Dataset records:
****
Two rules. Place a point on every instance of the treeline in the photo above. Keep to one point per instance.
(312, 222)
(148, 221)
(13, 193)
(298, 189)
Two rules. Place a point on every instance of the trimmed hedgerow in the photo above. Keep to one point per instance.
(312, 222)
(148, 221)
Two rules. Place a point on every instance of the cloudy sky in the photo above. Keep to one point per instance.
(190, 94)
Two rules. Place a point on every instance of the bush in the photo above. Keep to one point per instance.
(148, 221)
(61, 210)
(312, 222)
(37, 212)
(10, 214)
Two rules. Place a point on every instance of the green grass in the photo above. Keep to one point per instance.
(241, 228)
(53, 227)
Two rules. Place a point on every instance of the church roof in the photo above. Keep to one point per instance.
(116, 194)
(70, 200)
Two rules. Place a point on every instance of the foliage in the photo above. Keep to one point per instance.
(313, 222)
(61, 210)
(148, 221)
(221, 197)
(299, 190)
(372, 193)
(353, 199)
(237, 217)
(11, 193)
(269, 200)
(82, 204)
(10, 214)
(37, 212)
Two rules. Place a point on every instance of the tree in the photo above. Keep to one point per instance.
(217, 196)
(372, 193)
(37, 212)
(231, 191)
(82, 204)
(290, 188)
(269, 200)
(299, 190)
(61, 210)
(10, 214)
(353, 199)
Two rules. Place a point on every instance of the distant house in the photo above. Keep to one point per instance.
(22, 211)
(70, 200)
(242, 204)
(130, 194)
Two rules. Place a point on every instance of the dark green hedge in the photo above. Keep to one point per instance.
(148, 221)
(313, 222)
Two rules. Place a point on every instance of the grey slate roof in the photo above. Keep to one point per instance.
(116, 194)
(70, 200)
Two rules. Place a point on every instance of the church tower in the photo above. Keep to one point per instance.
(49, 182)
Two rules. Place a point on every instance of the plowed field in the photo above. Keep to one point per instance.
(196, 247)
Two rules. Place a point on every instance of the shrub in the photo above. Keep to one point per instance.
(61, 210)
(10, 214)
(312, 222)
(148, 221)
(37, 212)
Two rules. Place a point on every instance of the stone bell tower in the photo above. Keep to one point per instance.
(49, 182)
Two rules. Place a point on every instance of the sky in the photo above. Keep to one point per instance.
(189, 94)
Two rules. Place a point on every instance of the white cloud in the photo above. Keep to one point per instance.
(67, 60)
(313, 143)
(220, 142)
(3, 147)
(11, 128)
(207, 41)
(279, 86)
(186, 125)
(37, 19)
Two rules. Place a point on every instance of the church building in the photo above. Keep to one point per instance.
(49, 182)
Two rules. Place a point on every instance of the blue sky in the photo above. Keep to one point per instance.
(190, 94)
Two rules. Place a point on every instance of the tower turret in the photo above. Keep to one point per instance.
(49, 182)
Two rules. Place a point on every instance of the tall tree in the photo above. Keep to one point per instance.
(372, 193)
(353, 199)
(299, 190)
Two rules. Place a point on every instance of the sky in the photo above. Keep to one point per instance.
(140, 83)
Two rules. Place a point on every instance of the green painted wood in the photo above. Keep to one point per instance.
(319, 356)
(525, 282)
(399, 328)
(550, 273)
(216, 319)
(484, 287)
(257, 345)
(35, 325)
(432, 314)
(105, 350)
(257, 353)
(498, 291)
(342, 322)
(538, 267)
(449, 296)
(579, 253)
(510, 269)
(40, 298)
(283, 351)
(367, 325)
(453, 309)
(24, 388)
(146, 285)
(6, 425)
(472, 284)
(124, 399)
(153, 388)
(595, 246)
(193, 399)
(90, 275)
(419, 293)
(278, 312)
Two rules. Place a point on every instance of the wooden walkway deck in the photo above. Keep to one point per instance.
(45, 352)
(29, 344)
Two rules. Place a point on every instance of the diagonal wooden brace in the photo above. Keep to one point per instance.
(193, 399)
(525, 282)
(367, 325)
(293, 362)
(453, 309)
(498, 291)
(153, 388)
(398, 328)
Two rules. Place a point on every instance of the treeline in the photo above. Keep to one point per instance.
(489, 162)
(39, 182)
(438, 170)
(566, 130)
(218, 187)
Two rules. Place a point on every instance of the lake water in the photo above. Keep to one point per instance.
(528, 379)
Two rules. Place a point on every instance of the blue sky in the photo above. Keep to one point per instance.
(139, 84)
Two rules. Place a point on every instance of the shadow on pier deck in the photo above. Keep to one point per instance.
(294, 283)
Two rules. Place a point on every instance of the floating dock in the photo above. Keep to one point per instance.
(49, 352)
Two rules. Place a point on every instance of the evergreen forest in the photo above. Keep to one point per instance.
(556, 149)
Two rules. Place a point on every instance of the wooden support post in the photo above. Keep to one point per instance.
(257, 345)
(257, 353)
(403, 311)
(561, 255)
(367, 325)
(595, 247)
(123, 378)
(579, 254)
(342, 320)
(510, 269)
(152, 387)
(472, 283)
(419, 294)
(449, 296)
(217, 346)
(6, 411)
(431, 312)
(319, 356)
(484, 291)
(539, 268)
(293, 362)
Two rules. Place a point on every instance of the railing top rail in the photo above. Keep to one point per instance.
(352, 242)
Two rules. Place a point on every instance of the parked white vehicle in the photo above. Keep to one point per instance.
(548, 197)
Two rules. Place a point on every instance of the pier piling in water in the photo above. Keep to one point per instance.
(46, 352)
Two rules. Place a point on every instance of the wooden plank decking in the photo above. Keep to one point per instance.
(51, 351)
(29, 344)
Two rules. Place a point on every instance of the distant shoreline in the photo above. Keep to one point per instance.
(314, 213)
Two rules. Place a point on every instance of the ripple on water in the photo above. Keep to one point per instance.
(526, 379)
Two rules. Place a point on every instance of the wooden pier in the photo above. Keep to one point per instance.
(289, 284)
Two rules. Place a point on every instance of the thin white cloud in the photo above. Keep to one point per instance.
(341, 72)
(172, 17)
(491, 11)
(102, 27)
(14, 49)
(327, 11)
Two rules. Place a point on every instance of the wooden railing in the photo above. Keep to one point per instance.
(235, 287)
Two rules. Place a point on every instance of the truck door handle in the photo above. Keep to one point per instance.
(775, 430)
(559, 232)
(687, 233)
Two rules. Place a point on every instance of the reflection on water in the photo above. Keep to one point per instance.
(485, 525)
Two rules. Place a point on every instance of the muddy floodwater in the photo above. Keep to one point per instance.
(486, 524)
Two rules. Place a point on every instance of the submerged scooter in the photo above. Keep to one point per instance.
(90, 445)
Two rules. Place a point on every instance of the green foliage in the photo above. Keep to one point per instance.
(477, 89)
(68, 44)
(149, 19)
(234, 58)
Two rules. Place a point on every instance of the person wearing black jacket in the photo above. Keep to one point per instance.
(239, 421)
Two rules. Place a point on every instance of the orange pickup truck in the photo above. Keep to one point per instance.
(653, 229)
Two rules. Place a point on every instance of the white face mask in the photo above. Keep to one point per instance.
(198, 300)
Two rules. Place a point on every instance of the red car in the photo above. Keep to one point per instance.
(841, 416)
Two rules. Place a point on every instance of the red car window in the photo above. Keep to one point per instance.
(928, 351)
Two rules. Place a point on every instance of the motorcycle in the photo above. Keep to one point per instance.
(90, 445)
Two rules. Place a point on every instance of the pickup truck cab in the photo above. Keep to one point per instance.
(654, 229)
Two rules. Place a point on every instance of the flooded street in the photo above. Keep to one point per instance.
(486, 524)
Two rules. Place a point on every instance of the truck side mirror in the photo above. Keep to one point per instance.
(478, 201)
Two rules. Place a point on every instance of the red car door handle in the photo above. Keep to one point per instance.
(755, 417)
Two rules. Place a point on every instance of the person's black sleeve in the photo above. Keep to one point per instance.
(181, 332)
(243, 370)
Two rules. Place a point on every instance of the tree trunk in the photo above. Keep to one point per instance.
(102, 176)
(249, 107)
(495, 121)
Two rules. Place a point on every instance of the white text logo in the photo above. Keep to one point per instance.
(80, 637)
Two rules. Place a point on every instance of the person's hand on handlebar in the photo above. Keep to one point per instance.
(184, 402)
****
To be done:
Render the entries as a numbered list, leaving out blank lines, from the line containing "Two rules. Place a point on every instance of the motorcycle" through the end of the entries, both ends included.

Exercise output:
1. Two rules. Place a point on every instance of the motorcycle in the photo above. Keep to one point per instance.
2. (90, 445)
3. Two rules. Place a point on every instance of the pickup truck cab in the photo above. Keep to one point per instance.
4. (654, 229)
5. Two rules. Place a point on every instance of the flooded street in the photo above. Keep to one point per instance.
6. (486, 524)
7. Two rules. Place a point on every instance of the truck side mirror in the photo above. Keep to one point per instance.
8. (478, 201)
9. Two rules. Place a point on every instance of the red car door handle in the photo above. Keep to one point per instance.
10. (755, 417)
11. Two rules. Place a point on every instance of the person's black sleeve in the photo above. Keep to one point per instance.
12. (181, 332)
13. (243, 370)
14. Two rules. Place a point on every instance of the tree trunk in the photo above. Keep to one point per instance.
15. (102, 176)
16. (249, 107)
17. (495, 121)
18. Two rules. Place a point on every instance of the white text logo in the photo above. Keep to one point per instance.
19. (80, 637)
20. Two rules. Place a point on every instance of the person's hand on handlebar in the photo above. Keep to one point per instance.
21. (184, 402)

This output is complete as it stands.